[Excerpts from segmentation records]
★ ★ ★ ★

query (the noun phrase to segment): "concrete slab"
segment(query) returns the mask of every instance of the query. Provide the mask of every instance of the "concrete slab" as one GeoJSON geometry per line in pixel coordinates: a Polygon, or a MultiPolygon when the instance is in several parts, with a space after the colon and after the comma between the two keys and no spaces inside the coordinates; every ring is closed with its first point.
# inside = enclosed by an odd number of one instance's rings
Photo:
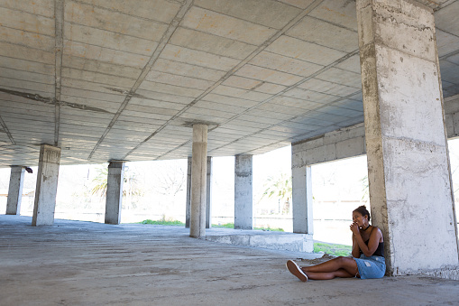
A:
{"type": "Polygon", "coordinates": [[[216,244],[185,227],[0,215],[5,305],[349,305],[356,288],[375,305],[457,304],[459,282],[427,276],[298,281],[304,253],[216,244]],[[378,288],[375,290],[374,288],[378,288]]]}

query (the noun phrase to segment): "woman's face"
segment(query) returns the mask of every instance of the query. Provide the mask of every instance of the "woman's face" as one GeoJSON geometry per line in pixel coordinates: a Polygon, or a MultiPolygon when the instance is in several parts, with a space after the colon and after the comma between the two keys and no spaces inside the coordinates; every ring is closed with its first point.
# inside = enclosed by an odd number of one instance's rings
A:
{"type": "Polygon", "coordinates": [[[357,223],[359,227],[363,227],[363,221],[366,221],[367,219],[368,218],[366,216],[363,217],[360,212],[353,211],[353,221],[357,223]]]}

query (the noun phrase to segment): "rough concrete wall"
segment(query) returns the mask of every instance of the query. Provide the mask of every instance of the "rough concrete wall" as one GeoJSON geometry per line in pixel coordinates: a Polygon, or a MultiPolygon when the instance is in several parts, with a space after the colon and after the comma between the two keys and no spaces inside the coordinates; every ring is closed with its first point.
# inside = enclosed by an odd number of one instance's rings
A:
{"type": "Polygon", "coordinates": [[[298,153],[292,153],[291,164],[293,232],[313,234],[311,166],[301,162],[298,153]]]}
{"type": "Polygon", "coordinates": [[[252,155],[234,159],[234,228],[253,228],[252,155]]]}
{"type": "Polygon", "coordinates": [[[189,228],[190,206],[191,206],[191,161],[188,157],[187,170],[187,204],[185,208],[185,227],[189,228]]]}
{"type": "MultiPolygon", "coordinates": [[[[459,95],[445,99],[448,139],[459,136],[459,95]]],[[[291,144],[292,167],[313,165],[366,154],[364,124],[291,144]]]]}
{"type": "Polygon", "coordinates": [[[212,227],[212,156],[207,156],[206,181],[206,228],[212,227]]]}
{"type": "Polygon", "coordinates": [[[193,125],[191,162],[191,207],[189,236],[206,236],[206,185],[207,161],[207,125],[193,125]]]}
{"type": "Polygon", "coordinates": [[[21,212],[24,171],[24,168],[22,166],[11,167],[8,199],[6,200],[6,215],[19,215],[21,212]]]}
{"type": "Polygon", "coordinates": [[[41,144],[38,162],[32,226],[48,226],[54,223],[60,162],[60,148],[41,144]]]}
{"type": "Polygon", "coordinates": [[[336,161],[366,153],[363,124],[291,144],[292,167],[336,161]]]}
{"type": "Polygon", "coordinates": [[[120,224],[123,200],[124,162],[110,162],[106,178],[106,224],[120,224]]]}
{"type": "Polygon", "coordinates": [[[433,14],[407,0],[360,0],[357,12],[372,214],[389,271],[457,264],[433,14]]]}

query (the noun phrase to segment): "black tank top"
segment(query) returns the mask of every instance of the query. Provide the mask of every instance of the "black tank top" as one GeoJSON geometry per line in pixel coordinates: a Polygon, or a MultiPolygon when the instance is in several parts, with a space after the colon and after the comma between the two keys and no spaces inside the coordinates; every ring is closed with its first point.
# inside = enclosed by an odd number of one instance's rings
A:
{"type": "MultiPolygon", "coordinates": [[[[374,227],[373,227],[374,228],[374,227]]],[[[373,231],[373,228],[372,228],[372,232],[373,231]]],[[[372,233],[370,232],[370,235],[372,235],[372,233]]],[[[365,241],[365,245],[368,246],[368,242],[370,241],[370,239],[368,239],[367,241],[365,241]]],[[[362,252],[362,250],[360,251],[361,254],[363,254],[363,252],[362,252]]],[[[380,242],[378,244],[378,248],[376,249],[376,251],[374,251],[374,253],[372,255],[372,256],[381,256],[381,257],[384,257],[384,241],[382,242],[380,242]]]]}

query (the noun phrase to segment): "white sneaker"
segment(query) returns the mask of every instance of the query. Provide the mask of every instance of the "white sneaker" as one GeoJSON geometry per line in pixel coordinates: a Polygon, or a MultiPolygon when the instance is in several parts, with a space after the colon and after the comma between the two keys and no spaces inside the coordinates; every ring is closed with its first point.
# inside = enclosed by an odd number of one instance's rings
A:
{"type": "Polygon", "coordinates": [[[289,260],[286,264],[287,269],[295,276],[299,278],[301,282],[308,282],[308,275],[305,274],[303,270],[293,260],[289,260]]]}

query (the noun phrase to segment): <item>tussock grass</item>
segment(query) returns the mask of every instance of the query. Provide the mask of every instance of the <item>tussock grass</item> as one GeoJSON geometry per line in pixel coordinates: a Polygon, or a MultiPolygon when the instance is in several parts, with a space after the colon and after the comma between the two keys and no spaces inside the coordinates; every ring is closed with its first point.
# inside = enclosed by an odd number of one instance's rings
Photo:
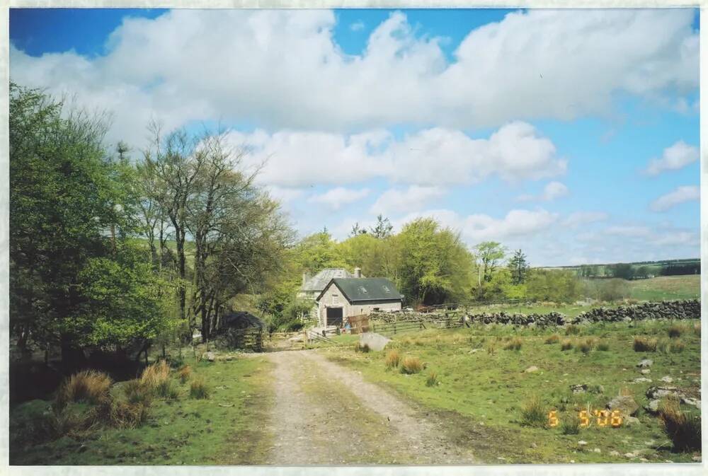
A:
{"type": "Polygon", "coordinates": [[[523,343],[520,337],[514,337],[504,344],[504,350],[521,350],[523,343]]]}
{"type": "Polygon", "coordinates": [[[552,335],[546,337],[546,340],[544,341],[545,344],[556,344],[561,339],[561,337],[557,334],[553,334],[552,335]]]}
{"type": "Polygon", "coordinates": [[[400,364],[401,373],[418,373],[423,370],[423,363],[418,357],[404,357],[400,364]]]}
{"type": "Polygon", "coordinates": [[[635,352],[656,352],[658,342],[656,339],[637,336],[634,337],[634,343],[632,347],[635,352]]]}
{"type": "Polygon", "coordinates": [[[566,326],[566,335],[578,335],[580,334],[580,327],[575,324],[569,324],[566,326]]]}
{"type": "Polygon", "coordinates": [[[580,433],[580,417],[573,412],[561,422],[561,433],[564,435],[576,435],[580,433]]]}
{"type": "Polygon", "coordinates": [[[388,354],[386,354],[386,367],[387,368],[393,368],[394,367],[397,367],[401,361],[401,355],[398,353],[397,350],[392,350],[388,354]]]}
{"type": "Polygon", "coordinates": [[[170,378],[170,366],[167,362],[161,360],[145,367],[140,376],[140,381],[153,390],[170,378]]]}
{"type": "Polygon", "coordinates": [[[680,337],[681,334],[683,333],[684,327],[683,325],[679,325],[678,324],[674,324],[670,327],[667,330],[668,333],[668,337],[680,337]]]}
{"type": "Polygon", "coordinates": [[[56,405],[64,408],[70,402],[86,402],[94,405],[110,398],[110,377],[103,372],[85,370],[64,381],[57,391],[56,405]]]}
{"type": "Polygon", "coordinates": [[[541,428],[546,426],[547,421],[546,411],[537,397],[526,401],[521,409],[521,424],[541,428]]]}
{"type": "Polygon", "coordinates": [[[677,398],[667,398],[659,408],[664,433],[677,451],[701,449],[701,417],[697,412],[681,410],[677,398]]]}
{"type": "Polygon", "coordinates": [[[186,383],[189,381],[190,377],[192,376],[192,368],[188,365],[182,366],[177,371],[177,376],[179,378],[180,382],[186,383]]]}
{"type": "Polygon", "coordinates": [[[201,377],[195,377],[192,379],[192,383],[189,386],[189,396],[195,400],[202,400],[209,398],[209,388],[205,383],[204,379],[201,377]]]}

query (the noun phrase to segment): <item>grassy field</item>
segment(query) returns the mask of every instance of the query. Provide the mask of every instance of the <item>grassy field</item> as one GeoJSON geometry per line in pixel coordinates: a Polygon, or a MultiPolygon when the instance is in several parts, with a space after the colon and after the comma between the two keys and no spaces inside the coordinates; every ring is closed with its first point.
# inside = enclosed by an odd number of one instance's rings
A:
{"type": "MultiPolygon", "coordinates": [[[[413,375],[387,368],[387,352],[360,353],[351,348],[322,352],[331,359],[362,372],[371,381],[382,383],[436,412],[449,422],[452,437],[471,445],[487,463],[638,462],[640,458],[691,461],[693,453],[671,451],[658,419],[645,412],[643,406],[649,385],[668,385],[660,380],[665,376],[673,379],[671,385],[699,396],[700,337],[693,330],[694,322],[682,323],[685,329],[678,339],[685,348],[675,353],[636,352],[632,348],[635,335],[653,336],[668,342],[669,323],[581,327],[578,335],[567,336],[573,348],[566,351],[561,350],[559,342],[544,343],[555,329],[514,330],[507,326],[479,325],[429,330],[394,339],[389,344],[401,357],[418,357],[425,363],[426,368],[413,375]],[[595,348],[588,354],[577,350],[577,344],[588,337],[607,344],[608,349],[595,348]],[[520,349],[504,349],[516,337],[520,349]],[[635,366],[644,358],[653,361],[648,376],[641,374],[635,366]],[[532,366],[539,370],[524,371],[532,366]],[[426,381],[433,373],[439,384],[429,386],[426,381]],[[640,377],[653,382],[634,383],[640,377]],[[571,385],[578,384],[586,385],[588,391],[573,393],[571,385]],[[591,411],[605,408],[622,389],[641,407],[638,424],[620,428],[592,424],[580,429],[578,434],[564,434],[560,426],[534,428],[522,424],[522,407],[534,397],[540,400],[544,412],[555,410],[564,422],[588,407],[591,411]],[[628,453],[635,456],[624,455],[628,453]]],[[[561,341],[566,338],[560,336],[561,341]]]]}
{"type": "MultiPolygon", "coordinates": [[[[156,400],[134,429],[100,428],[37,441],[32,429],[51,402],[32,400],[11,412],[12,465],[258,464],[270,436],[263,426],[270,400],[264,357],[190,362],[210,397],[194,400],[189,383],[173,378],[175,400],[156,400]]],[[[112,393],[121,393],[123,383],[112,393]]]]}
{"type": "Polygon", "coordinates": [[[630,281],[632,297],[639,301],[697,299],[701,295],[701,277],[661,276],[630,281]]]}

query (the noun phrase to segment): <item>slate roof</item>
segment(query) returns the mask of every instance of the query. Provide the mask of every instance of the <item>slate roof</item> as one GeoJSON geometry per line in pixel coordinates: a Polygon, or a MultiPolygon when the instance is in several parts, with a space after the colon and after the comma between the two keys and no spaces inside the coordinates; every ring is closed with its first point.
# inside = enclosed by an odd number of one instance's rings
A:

★ ★ ★ ★

▶ [Objective]: Reproduce the data verbatim from the line with "query (the noun phrase to segment): <item>slate" up to and including the last line of the data.

▶ [Response to the exercise]:
query (the noun phrase to segment): <item>slate roof</item>
segment(query) returns the mask of every instance of the query. Provide the mask of every instance of the <item>slate roof</item> as one GeoJSON geometry per line in pixel coordinates: a Polygon, or a MultiPolygon when the instance is in several parts, with a space after the colon and after the comma between the two keys and no spaces inside the coordinates; every ring is closed with its first point.
# inside = enclosed by an odd number of one instance's rings
A:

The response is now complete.